_ACTIVITY_.
Rewrite the material as a Markdown table, starting at the line that contains "The goal for" and ending at the line that contains "box: [179, 313, 216, 333]". Use the columns Row and Text, with one numbered row per line and blank lines omitted.

_ENTRIES SUPPLIED_.

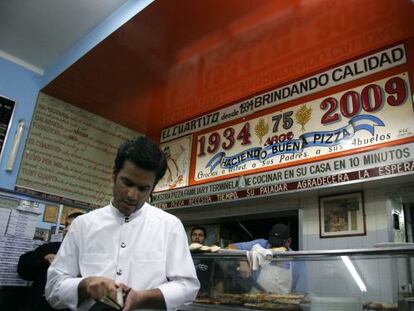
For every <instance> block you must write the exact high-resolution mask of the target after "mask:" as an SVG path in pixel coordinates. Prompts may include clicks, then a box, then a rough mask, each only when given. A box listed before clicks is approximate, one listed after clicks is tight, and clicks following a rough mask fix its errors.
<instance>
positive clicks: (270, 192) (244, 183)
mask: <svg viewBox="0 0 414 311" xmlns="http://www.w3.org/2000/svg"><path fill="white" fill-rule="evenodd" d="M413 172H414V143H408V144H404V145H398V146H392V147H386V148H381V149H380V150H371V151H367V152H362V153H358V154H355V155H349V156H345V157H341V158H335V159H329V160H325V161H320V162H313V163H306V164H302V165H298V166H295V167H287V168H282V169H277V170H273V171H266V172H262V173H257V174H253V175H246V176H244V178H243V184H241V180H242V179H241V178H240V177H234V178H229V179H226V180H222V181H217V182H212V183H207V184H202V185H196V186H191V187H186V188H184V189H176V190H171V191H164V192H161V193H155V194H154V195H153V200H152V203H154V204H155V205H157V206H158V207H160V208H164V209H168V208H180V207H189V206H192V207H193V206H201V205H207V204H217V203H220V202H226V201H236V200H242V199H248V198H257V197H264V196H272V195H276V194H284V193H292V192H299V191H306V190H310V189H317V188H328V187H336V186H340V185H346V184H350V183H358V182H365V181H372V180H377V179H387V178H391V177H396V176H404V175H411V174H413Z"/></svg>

---

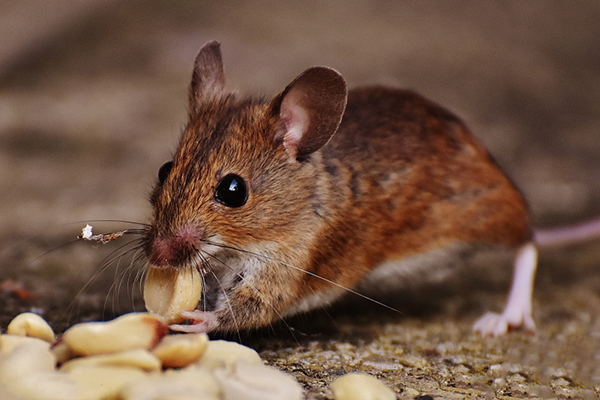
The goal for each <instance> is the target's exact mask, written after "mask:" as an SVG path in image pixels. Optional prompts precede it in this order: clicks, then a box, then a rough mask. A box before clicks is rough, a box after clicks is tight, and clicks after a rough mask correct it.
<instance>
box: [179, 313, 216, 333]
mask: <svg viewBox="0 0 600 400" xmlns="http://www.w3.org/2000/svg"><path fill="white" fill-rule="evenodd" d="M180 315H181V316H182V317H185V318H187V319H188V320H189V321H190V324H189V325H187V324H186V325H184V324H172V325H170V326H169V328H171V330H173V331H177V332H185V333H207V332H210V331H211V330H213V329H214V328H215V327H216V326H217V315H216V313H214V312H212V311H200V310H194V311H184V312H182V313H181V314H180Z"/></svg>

--

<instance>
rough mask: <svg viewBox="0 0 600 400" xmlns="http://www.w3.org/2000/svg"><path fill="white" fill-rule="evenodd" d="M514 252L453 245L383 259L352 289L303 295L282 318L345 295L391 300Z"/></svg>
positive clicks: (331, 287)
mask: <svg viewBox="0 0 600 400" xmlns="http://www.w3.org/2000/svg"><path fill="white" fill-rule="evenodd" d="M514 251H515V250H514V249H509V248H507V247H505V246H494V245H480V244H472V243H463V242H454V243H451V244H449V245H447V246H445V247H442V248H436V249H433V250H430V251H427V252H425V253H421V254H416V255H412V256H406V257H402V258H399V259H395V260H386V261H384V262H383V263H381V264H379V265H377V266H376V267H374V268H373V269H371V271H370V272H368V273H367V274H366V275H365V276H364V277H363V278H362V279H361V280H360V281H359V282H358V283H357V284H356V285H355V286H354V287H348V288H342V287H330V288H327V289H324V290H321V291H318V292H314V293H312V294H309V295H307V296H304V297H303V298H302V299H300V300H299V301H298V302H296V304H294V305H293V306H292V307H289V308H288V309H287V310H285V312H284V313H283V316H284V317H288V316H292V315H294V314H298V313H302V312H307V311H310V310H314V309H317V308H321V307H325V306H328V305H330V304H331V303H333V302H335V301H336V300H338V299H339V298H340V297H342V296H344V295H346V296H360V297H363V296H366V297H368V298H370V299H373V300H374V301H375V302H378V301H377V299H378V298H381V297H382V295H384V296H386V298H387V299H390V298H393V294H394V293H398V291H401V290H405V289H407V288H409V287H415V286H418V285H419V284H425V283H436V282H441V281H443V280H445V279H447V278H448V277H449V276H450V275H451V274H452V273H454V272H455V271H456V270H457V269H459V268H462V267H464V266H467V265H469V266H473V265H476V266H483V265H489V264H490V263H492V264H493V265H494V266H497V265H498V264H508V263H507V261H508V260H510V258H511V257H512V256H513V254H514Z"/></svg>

_RESULT OF THIS EXERCISE_.
| Row | Text |
|---|---|
| 1 | The goal for each <instance> is the target's exact mask, written after "mask:" as an SVG path in image pixels. Optional prompts precede it in this order: clicks, then a box, then a rough mask. A box before clicks is rough, a box after clicks is tight, and clicks after a rough mask correct it. |
| 2 | <instance> |
| 3 | box: [179, 313, 216, 333] |